**Stated exercise:**
Please arrange every line of the records below as a numbered list, skipping blank lines and leaving the pictures out.

**Data lines:**

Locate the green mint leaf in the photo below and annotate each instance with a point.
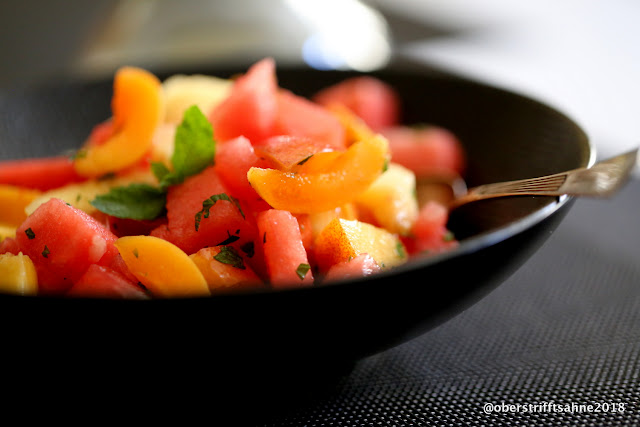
(160, 170)
(135, 201)
(228, 255)
(208, 203)
(302, 270)
(194, 145)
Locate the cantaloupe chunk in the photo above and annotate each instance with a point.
(224, 268)
(13, 201)
(138, 107)
(163, 268)
(343, 240)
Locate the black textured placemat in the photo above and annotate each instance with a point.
(562, 333)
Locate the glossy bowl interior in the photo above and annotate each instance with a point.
(506, 136)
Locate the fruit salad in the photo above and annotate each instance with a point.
(199, 185)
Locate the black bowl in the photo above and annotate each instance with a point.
(506, 136)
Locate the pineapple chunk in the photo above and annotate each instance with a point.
(321, 219)
(343, 240)
(17, 275)
(181, 92)
(391, 200)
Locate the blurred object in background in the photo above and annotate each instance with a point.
(580, 56)
(92, 39)
(41, 39)
(165, 34)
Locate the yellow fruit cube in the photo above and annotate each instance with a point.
(17, 275)
(182, 91)
(391, 200)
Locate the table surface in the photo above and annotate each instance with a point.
(562, 333)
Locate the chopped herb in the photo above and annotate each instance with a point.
(30, 234)
(303, 161)
(160, 170)
(302, 270)
(249, 249)
(229, 240)
(208, 203)
(135, 201)
(228, 255)
(80, 154)
(400, 250)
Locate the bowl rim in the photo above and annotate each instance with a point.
(466, 246)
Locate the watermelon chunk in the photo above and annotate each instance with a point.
(63, 242)
(250, 108)
(225, 223)
(102, 282)
(284, 253)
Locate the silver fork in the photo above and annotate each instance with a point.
(603, 179)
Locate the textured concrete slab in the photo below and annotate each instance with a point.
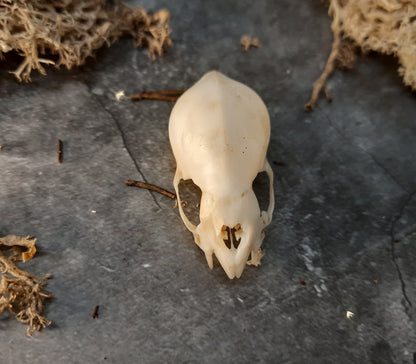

**Exercise response:**
1. Locate the green mint leaf in the photo below and annotate each instance with a point.
2. (160, 170)
3. (135, 201)
4. (228, 255)
5. (208, 203)
6. (302, 270)
7. (194, 145)
8. Locate the cantaloupe chunk in the photo above and annotate each instance with a point.
9. (224, 268)
10. (13, 201)
11. (138, 107)
12. (163, 268)
13. (343, 240)
14. Locate the black textured placemat in the photo above and annotate each instance with a point.
15. (562, 333)
16. Locate the glossy bowl interior in the photo above and annotate each instance with a point.
17. (506, 136)
18. Locate the fruit salad in the photo above and annotate each instance with a point.
19. (199, 185)
20. Locate the black bowl in the photo above and annotate each instance with a point.
21. (506, 136)
22. Locate the pineapple chunk in the photo above and annotate each instance with a point.
23. (321, 219)
24. (343, 240)
25. (17, 275)
26. (181, 92)
27. (391, 200)
28. Locate the blurred object in background in the photo above and annotate each instance with a point.
29. (580, 56)
30. (92, 39)
31. (41, 39)
32. (165, 34)
33. Locate the yellow fruit cube in the photo above and annotate each instance with a point.
34. (17, 275)
35. (182, 91)
36. (391, 200)
37. Locate the table surface in the photo above and annotate each instance with a point.
38. (562, 333)
39. Locate the chopped herb in the photo above and annotate each instance with a point.
40. (30, 234)
41. (303, 161)
42. (160, 170)
43. (302, 270)
44. (249, 249)
45. (229, 240)
46. (208, 203)
47. (135, 201)
48. (228, 255)
49. (80, 154)
50. (400, 250)
51. Locate the bowl rim in the photo above and annotate each instance with a point.
52. (466, 246)
53. Locate the watermelon chunk in the photo above and annotate each instance with a point.
54. (63, 242)
55. (250, 108)
56. (225, 223)
57. (102, 282)
58. (284, 253)
59. Locate the silver fork in the photo above and annotate each instance with a point.
60. (603, 179)
61. Locate the textured concrete slab in the photo below and annotate each instance with a point.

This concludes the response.